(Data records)
******************************

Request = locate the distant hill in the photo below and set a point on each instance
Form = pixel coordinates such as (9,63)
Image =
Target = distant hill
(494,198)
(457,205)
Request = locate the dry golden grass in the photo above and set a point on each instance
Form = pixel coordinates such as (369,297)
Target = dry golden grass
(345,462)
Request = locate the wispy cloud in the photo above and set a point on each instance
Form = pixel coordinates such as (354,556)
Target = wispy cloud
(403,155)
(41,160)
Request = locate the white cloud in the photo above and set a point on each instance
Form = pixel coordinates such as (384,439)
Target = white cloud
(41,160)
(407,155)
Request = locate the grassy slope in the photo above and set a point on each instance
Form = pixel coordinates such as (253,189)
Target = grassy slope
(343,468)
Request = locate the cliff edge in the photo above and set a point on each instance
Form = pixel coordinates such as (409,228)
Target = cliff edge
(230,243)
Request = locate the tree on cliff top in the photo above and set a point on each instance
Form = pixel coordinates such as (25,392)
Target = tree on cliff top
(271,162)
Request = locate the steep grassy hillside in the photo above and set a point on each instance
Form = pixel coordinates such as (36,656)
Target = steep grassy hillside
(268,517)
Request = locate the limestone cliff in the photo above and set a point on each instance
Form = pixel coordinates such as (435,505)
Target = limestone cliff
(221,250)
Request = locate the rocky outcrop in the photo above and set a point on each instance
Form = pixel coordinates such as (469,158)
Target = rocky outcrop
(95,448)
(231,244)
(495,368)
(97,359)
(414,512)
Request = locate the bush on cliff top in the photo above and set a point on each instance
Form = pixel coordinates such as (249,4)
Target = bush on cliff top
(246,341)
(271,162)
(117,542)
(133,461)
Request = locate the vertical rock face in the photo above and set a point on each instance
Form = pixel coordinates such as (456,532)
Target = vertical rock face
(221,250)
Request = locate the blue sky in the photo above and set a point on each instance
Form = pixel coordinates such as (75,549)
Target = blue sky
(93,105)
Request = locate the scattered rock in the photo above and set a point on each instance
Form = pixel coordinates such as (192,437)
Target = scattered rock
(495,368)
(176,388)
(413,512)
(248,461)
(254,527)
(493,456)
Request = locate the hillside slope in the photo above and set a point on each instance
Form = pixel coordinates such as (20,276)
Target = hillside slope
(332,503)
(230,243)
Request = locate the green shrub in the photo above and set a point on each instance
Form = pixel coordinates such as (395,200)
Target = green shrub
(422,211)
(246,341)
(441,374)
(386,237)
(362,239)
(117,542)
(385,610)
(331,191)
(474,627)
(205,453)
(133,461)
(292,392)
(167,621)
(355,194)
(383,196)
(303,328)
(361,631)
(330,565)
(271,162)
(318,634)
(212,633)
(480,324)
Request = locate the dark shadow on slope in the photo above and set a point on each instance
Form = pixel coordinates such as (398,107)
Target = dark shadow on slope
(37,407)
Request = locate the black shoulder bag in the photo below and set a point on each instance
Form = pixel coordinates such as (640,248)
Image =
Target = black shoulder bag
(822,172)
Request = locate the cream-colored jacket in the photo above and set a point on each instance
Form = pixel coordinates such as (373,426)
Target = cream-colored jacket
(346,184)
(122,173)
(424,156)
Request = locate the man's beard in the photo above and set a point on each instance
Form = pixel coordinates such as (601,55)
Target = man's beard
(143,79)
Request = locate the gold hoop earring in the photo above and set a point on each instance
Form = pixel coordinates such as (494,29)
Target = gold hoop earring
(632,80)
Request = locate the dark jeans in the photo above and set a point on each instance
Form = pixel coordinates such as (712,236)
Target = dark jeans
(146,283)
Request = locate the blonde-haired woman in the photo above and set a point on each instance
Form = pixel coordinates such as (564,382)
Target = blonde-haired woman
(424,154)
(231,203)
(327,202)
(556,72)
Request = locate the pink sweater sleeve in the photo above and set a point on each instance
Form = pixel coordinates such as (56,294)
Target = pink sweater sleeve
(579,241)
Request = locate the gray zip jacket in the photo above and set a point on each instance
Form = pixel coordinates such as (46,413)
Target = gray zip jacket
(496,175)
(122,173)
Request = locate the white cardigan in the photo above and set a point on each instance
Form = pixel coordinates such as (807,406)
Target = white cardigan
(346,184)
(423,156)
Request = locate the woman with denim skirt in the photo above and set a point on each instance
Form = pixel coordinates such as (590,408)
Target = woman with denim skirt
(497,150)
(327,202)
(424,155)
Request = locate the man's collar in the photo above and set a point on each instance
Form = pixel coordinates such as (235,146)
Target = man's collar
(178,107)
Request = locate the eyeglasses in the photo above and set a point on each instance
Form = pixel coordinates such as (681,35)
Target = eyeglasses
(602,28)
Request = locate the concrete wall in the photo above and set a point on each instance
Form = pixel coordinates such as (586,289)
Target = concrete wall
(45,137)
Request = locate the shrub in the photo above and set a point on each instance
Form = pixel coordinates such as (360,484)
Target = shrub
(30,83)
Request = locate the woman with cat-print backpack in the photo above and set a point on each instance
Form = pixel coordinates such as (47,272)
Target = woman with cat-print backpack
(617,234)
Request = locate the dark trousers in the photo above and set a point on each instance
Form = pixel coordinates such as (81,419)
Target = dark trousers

******************************

**GIVEN INSTRUCTION**
Could you quote the material above in full, exactly as it stands?

**SOLUTION FOR THIS TASK**
Request = locate the distant hill in the photo below and set a point on each instance
Form = pixel coordinates such as (9,63)
Image =
Target = distant hill
(494,198)
(457,205)
Request = locate the dry golden grass in the photo above and set a point on each instance
Form = pixel coordinates such as (369,297)
Target = dry golden grass
(345,462)
Request = locate the wispy cloud in the photo above and set a point on each instance
Form = pixel coordinates such as (354,556)
Target = wispy cloud
(403,155)
(41,160)
Request = locate the white cloud in the photo above and set a point on each instance
Form = pixel coordinates such as (384,439)
Target = white cloud
(41,160)
(407,155)
Request = locate the grassy slope in the photo above and set a point on each instance
Form = pixel coordinates such as (253,189)
Target = grassy slope
(343,468)
Request = locate the cliff edge in the photo above and set a point on each instance
Form = pixel coordinates such as (409,228)
Target = cliff edge
(230,243)
Request = locate the tree on cliff top in the photo above and set a point on each instance
Form = pixel coordinates such as (25,392)
Target = tree on cliff top
(271,162)
Request = locate the steep grassy hillside in the photo above and set a point on each instance
Form = pixel coordinates such as (36,656)
Target = steep grassy hillside
(268,517)
Request = locate the limestone cliff in the photo above and set a point on each instance
Form = pixel coordinates such as (435,505)
Target = limestone cliff
(221,250)
Request = locate the rocky outcrop in the photo above and set a point on each instance
Form = pixel coordinates such as (469,158)
Target = rocky outcrop
(95,448)
(231,244)
(495,368)
(97,359)
(414,512)
Request = locate the bush on cliff top in the photo above and set a point on each instance
Form = pixel coordinates such as (249,4)
Target = bush on cliff top
(246,341)
(271,162)
(117,542)
(133,461)
Request = locate the vertical rock face in the photo above and set a point on each instance
Form = pixel coordinates such as (456,532)
Target = vertical rock face
(221,250)
Request = locate the blue sky in the photo above and set a point on each instance
Form = pixel coordinates such as (75,549)
Target = blue sky
(93,105)
Request = locate the scattered rock in the photo above and set a point on each instance
Form = pixel coordinates such as (192,437)
Target = scattered rock
(495,368)
(176,388)
(413,512)
(248,461)
(254,527)
(493,456)
Request = locate the hillside slope in the photo above and set a point on each instance
Form = pixel coordinates such as (20,276)
Target = hillside slope
(332,503)
(230,243)
Request = locate the green shrub in the photo above and set a point on each instance
Form = pixel coordinates such as (395,200)
Target = green shrub
(422,211)
(246,341)
(441,374)
(386,237)
(362,239)
(117,542)
(385,610)
(331,191)
(474,627)
(205,453)
(133,461)
(292,392)
(167,621)
(355,194)
(383,196)
(303,328)
(361,631)
(330,565)
(271,162)
(318,634)
(212,633)
(480,324)
Request = locate the dark shadow on slope in the photo above and set a point on each instance
Form = pixel coordinates such as (398,107)
Target = dark shadow on slope
(37,407)
Request = locate the black shoulder bag in the photo below and set a point on each instance
Form = pixel coordinates such as (640,248)
Image =
Target = black shoulder bag
(822,172)
Request = locate the cream-colored jacket in the photo above and set a point on each instance
Form = pixel coordinates such as (373,426)
Target = cream-colored jacket
(346,184)
(122,173)
(424,156)
Request = locate the man's beard in the photo above and set a point on each instance
Form = pixel coordinates such as (601,55)
Target = man's beard
(143,79)
Request = locate the gold hoop earring in the photo above and set a point on each instance
Form = pixel coordinates such as (494,29)
Target = gold hoop earring
(632,80)
Request = locate the dark jeans in the photo above and set a point on each instance
Form = pixel coordinates such as (712,236)
Target = dark jeans
(146,283)
Request = locate the blonde-haired woman in the photo above and set a point on each instance
Form = pixel coordinates such as (564,382)
Target = blonde-haired woman
(424,154)
(231,203)
(327,202)
(556,72)
Request = locate the pink sweater sleeve in the photo above and set a point on each instance
Form = pixel coordinates such as (56,294)
Target = pink sweater sleeve
(579,241)
Request = locate the gray zip jacket in the photo above and set a point on each instance
Form = pixel coordinates such as (46,413)
Target = gray zip jacket
(496,175)
(122,173)
Request = locate the white cardigan in the photo above and set a point on each instance
Form = pixel coordinates such as (807,406)
Target = white cardigan
(346,184)
(423,156)
Request = locate the woman with denim skirt in the photo above and set a point on each instance
Form = pixel coordinates such as (590,408)
Target = woman with denim skirt
(497,150)
(327,202)
(424,155)
Request = locate the man's collar in the photo above and set a point on each instance
Form = pixel coordinates such as (235,146)
Target = man's collar
(178,107)
Request = locate the eyeglasses in the photo above and set a point on each instance
Form = pixel coordinates such as (681,35)
Target = eyeglasses
(602,28)
Request = locate the concrete wall in the photo above and set a point on each instance
Form = pixel coordinates such as (586,289)
Target = concrete wall
(45,137)
Request = locate the shrub in the photo above and set a point on each instance
Form = pixel coordinates such as (360,484)
Target = shrub
(30,83)
Request = locate the woman with cat-print backpack in the photo above and set a point on each instance
Form = pixel coordinates such as (47,272)
Target = woman with cat-print backpack
(617,234)
Request = locate the dark trousers in the photo above and set a point on each instance
Form = pixel coordinates such as (81,419)
Target = dark trousers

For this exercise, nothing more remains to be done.